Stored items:

§

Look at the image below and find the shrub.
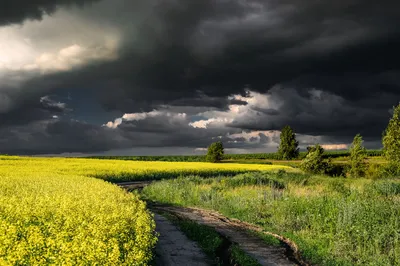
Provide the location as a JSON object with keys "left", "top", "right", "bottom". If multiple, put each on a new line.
{"left": 379, "top": 163, "right": 400, "bottom": 178}
{"left": 300, "top": 144, "right": 328, "bottom": 174}
{"left": 365, "top": 163, "right": 384, "bottom": 179}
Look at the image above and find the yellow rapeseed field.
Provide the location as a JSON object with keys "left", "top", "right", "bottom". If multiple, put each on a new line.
{"left": 0, "top": 156, "right": 290, "bottom": 264}
{"left": 0, "top": 156, "right": 292, "bottom": 182}
{"left": 0, "top": 157, "right": 157, "bottom": 265}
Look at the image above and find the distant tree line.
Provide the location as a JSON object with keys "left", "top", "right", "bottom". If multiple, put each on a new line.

§

# Work request:
The entries above are to be copied exactly, with every picture left out.

# Response:
Look at the image below and find the shrub.
Provide the location as a JSON object with keys "left", "top", "right", "bottom". If multiple, put each on a new line.
{"left": 379, "top": 163, "right": 400, "bottom": 178}
{"left": 300, "top": 144, "right": 328, "bottom": 174}
{"left": 365, "top": 163, "right": 384, "bottom": 179}
Look at the image above and find the yellow rapeseed field.
Provide the location as a JSON object with keys "left", "top", "right", "bottom". If multiple, put each on a new line.
{"left": 0, "top": 156, "right": 290, "bottom": 264}
{"left": 0, "top": 156, "right": 292, "bottom": 182}
{"left": 0, "top": 157, "right": 157, "bottom": 265}
Look at the image above and find the distant tree line.
Provide the location as a JSON object with keys "left", "top", "right", "bottom". If multiple, put each on a new line.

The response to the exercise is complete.